| Supplied passage |

· · ·

Before getting to how to tune the data system, it is important to understand how Meteor queries MongoDB and provides a realtime publish/subscribe API to clients on top of a a database that doesn’t have any built-in realtime features.

There are two main modes of operation: poll-and-diff and oplog-tailing. Poll and diff is the simplest, can be used on any mongo database, and works well for single-server operation. Oplog tailing is more complicated, and provides real-time updates across multiple servers.

Poll and diff
The poll-and-diff driver works by repeatedly running your query (polling) and computing the difference between new and old results (diffing). The server will re-run the query every time another client on the same server does a write that could affect the results. It will also re-run periodically to pick up changes from other servers or external processes modifying the database . Thus poll-and-diff can deliver realtime results for clients connected to the same server, but it introduces noticeable lag (the default is 10 seconds, see below for more on this parameter) for external writes. This may or may not be detrimental to the application UX, depending on the application (eg, bad for chat, fine for todos). 

This approach is simple and and delivers easy to understand scaling characteristics. However, it does not scale well with lots of users and lots of data. Because each change causes all results to be refetched, CPU time and network bandwidth scale O(N^2) with users. Meteor automatically de-duplicates identical queries, though, so if each user does the same query the results can be shared. 

Oplog tailing
Oplog tailing — first introduced in Meteor 0.7 — works by reading the mongo database’s replication log that it uses to synchronize secondary databases (the ‘oplog’). This allows Meteor to deliver realtime updates across multiple hosts and scale horizontally.

· · ·

(Items on locating named things)

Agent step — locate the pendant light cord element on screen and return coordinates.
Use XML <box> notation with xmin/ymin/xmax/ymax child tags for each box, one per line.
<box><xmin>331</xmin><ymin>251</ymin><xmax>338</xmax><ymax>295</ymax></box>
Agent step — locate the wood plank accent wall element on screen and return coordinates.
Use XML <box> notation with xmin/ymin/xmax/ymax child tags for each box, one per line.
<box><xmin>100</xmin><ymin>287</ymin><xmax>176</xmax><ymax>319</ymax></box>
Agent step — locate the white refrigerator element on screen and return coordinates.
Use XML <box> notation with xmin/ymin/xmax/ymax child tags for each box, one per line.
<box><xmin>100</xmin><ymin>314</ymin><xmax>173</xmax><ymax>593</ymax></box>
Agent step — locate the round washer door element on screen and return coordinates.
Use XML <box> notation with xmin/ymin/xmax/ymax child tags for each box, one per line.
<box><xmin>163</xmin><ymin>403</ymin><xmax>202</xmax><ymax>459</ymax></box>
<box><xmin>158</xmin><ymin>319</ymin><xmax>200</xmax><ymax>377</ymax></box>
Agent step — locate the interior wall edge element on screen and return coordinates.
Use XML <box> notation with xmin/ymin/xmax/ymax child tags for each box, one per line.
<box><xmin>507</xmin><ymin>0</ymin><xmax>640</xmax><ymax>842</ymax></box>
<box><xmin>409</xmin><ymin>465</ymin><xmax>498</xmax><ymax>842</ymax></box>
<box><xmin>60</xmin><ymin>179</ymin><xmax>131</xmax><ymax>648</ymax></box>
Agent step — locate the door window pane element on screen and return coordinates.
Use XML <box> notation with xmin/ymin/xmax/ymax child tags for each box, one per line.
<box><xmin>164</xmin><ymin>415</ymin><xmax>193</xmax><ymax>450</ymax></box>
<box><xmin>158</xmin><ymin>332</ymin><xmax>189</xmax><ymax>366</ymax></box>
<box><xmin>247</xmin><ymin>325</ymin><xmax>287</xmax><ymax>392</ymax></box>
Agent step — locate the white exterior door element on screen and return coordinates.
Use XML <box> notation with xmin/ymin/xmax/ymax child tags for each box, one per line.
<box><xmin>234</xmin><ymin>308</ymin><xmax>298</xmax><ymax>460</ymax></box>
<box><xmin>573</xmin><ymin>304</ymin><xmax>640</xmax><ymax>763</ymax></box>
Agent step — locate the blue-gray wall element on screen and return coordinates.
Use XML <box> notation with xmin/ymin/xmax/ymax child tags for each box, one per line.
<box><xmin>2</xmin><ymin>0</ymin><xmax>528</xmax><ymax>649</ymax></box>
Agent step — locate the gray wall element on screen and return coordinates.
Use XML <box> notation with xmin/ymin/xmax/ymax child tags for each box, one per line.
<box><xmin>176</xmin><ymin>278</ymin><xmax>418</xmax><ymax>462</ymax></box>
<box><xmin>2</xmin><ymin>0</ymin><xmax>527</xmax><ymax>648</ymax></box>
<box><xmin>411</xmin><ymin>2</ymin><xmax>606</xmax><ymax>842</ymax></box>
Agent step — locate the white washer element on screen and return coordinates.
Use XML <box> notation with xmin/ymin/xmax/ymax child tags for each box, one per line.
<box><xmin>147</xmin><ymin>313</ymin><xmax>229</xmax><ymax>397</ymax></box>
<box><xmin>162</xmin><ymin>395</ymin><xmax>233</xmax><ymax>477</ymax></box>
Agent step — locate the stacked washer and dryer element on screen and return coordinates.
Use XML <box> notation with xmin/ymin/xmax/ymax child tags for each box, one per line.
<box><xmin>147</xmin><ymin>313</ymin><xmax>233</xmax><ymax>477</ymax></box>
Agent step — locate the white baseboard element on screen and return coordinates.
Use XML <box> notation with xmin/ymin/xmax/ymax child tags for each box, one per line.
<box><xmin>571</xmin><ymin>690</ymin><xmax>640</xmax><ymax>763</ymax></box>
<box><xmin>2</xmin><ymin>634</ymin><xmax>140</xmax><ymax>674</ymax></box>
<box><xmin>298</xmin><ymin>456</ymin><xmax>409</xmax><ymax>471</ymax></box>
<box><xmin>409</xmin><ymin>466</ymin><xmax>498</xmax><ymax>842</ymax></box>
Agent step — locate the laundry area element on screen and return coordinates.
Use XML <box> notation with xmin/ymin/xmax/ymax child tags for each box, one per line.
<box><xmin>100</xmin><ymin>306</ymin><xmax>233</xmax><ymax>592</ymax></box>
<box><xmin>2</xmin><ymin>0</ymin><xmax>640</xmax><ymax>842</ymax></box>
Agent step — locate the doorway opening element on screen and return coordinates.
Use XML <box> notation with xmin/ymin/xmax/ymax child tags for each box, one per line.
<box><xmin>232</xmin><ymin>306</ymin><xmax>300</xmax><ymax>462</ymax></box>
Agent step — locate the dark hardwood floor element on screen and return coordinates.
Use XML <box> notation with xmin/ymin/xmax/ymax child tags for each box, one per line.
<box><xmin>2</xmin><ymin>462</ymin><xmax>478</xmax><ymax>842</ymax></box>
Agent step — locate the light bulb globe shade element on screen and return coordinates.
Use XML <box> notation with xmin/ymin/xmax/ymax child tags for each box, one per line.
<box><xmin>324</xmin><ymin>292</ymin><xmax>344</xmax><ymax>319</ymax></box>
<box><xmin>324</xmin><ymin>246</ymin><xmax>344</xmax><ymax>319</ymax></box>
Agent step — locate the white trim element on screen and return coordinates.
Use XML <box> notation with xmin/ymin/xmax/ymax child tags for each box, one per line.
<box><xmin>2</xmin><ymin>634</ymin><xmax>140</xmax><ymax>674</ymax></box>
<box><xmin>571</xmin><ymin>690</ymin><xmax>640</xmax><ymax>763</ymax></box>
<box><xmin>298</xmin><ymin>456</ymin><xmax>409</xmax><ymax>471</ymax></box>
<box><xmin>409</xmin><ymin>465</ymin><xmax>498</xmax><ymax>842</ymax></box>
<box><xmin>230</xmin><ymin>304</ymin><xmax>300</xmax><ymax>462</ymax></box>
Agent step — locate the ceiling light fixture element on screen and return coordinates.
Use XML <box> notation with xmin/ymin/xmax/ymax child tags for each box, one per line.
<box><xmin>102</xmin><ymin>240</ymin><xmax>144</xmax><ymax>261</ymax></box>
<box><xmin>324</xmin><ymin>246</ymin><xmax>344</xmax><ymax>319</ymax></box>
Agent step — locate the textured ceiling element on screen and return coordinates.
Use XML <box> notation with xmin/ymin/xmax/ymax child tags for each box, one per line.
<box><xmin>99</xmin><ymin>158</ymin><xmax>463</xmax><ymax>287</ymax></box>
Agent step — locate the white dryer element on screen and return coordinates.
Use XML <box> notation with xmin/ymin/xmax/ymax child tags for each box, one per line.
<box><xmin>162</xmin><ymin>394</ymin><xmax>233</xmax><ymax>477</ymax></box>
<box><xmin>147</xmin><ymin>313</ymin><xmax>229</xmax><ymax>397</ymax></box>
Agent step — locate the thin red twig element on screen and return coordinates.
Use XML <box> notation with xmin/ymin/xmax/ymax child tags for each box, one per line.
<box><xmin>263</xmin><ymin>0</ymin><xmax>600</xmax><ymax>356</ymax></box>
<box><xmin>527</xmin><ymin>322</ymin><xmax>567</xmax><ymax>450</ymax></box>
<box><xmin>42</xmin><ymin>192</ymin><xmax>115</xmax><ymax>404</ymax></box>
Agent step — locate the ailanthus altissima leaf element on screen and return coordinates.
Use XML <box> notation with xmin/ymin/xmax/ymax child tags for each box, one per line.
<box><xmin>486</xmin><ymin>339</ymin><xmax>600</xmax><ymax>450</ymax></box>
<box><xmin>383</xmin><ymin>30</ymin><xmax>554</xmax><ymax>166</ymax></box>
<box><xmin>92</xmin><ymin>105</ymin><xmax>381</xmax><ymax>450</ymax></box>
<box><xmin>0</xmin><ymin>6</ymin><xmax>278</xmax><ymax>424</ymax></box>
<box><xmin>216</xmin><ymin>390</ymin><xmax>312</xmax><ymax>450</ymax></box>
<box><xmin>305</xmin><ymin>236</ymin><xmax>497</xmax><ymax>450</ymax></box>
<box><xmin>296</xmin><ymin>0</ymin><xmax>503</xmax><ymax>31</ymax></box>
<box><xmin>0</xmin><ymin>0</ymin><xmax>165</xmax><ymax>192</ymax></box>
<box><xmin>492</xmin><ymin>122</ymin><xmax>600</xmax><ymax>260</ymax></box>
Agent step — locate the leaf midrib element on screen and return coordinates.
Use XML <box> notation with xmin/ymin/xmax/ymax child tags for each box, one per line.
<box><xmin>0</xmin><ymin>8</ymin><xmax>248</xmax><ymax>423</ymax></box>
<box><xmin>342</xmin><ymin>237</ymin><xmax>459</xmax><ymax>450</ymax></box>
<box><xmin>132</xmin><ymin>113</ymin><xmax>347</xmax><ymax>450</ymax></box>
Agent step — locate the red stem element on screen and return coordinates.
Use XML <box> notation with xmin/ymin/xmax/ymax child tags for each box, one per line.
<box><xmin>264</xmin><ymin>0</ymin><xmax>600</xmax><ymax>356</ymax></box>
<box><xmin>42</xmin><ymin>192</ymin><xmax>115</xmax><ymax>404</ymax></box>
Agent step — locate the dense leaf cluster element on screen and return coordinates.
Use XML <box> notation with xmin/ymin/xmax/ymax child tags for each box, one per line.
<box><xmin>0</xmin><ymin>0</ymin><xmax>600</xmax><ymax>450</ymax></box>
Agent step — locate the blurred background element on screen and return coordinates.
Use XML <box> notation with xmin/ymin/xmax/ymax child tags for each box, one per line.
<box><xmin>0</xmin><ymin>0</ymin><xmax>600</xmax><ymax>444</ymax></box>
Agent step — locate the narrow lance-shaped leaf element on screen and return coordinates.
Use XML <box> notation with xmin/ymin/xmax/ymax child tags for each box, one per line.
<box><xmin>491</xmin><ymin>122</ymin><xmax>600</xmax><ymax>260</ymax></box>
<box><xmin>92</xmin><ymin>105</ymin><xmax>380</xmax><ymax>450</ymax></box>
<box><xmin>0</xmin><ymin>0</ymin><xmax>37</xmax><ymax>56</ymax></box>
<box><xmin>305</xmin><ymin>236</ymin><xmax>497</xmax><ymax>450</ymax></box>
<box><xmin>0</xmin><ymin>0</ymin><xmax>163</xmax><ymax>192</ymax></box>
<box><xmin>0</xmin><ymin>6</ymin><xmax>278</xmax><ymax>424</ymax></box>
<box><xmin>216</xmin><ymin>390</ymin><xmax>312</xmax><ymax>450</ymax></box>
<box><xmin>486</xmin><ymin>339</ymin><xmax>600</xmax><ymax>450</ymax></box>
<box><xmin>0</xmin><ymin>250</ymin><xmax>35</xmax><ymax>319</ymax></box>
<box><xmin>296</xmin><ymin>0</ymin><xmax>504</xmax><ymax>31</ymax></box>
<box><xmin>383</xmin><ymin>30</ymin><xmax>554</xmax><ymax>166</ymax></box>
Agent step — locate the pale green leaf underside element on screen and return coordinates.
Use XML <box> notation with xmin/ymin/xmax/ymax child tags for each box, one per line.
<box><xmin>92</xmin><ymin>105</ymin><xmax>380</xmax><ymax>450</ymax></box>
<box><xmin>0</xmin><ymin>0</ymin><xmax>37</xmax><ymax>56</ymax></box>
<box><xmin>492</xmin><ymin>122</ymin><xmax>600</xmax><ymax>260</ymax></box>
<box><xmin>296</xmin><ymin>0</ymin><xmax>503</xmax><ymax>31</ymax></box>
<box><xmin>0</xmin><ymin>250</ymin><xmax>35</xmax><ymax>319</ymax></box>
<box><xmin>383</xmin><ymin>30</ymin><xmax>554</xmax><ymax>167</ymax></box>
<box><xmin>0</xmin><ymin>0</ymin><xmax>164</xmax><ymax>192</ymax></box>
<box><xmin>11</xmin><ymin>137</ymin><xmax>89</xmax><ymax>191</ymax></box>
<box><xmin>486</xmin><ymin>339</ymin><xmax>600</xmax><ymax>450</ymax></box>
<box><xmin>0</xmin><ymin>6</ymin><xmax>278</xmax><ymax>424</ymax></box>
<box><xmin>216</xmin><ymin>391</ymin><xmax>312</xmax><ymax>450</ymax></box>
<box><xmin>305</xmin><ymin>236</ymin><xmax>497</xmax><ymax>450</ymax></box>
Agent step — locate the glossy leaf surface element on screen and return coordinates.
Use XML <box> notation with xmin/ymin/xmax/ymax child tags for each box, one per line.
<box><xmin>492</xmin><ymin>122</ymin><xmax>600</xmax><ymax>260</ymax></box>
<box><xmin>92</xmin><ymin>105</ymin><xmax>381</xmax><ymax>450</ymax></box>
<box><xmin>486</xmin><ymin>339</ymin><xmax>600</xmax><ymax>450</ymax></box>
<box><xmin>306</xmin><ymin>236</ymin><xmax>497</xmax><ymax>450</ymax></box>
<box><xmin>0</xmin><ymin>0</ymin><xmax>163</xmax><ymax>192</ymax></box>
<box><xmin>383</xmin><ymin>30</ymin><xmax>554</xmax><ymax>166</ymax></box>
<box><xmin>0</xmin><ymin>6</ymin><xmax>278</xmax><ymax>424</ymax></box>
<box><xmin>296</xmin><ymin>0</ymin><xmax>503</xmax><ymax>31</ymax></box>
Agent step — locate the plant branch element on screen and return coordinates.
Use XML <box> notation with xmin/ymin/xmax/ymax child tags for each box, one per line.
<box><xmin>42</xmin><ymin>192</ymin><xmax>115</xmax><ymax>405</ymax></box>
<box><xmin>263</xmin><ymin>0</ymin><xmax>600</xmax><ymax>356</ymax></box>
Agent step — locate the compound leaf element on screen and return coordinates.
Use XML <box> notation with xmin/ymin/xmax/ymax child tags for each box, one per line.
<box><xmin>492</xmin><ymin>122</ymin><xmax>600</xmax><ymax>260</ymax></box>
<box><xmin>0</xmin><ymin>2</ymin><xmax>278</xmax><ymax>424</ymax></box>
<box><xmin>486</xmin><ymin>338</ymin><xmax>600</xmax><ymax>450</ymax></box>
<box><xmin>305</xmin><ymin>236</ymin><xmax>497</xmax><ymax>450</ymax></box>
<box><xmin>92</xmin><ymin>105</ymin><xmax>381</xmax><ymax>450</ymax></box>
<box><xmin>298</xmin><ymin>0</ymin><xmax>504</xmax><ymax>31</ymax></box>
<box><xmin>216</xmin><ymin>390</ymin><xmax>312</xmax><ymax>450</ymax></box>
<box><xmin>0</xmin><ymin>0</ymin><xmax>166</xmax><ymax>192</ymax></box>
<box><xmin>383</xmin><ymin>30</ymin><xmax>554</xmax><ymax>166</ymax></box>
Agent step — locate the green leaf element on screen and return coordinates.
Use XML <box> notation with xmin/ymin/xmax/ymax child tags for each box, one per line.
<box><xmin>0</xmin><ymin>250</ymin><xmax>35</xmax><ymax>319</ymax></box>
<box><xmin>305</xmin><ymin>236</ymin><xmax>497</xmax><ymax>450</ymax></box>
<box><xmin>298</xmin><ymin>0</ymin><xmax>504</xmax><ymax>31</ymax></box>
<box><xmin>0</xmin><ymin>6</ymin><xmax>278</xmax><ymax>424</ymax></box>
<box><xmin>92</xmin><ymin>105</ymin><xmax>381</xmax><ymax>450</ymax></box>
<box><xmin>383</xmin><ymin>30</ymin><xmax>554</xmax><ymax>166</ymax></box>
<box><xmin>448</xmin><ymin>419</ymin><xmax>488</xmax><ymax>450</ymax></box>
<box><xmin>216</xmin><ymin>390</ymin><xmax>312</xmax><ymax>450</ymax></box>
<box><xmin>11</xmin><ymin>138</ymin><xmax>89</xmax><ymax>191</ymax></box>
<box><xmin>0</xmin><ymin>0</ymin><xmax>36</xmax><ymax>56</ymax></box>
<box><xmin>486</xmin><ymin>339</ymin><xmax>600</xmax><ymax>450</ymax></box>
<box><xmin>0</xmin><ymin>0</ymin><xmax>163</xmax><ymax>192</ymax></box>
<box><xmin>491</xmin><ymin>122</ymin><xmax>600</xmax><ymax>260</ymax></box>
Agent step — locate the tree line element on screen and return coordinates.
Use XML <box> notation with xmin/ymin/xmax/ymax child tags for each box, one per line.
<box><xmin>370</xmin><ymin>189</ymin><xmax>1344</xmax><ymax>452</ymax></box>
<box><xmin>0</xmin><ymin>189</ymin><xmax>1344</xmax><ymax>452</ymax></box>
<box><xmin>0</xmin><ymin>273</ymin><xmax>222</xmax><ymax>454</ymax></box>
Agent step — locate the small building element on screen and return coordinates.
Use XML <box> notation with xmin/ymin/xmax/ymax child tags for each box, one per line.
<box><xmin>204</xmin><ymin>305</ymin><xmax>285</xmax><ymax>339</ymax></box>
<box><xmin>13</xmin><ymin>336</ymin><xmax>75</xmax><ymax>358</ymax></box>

· · ·

| Work to do |
a - Answer these from the Meteor passage above:
(i) By default, how long is the lag that poll-and-diff introduces for external writes?
(ii) In which Meteor version was oplog tailing first introduced?
(iii) Under poll-and-diff, how do CPU time and network bandwidth scale with users?
b - Render this sentence from the Meteor passage in Spanish: "This allows Meteor to deliver realtime updates across multiple hosts and scale horizontally."
c - Please transcribe part of the Meteor passage. Begin at the words "This approach is" and stop after "can be shared.".

| Exercise answers |
a -
(i) 10 seconds
(ii) Meteor 0.7
(iii) O(N^2)

b - Esto permite a Meteor ofrecer actualizaciones en tiempo real a través de múltiples hosts y escalar horizontalmente.

c -
This approach is simple and and delivers easy to understand scaling characteristics. However, it does not scale well with lots of users and lots of data. Because each change causes all results to be refetched, CPU time and network bandwidth scale O(N^2) with users. Meteor automatically de-duplicates identical queries, though, so if each user does the same query the results can be shared.